■ Items:
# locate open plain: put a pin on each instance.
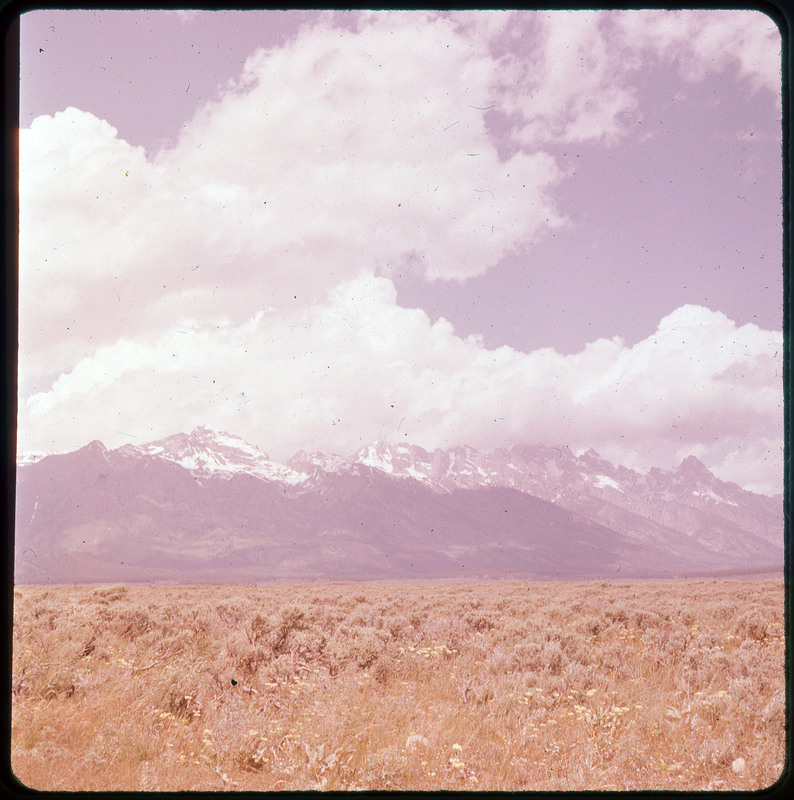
(458, 686)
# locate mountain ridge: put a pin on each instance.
(209, 500)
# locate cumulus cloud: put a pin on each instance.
(240, 278)
(359, 367)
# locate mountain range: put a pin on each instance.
(210, 507)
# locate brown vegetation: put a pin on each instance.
(443, 686)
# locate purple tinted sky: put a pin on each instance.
(650, 143)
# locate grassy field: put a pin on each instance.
(553, 686)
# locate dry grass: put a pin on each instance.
(445, 686)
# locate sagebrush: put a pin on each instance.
(513, 686)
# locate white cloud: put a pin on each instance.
(358, 367)
(710, 41)
(234, 278)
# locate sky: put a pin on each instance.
(320, 229)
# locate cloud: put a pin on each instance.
(240, 278)
(358, 367)
(708, 42)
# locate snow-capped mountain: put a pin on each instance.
(209, 502)
(207, 452)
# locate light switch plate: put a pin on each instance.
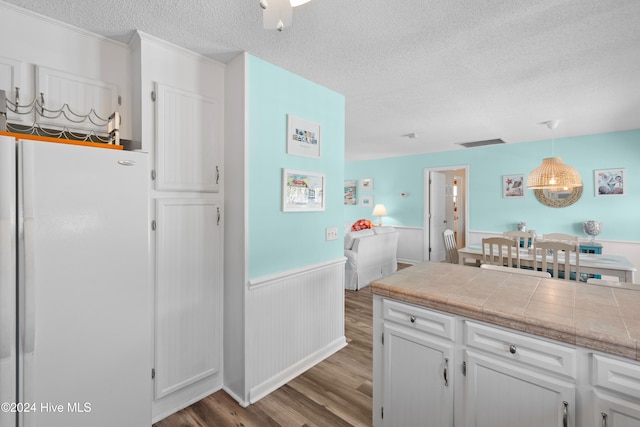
(331, 233)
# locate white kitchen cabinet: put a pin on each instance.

■ Exercise objective:
Output every entry exactly as given; pictures are not part of the copy.

■ Result for this exercise:
# locate open plain: put a pin on each instance.
(458, 686)
# locate mountain ridge: put a pin on each instance.
(209, 500)
# locate cumulus cloud: put a pin on each instance.
(240, 278)
(359, 367)
# locate mountain range: put a pin on each instance.
(210, 507)
# locate brown vegetation: put a pin on each instance.
(443, 686)
# locate purple tinted sky: put a pin on each instance.
(650, 143)
# locate grassy field: put a pin on each instance.
(553, 686)
# locate dry grass: put a pin on each instance.
(445, 686)
# locate sagebrush: put a pin on each instance.
(513, 686)
# locate white cloud: put a pin on each instance.
(358, 367)
(710, 41)
(234, 278)
# locate sky: put a pin on each instance.
(320, 229)
# locate cloud: put a pin on each instance.
(240, 278)
(358, 367)
(708, 42)
# locate snow-capped mountain: put a pin on each instance.
(209, 502)
(207, 452)
# locate light switch plate: put a pin on each instance.
(331, 233)
# locate white kitchen cabinet: put a pin on each instance.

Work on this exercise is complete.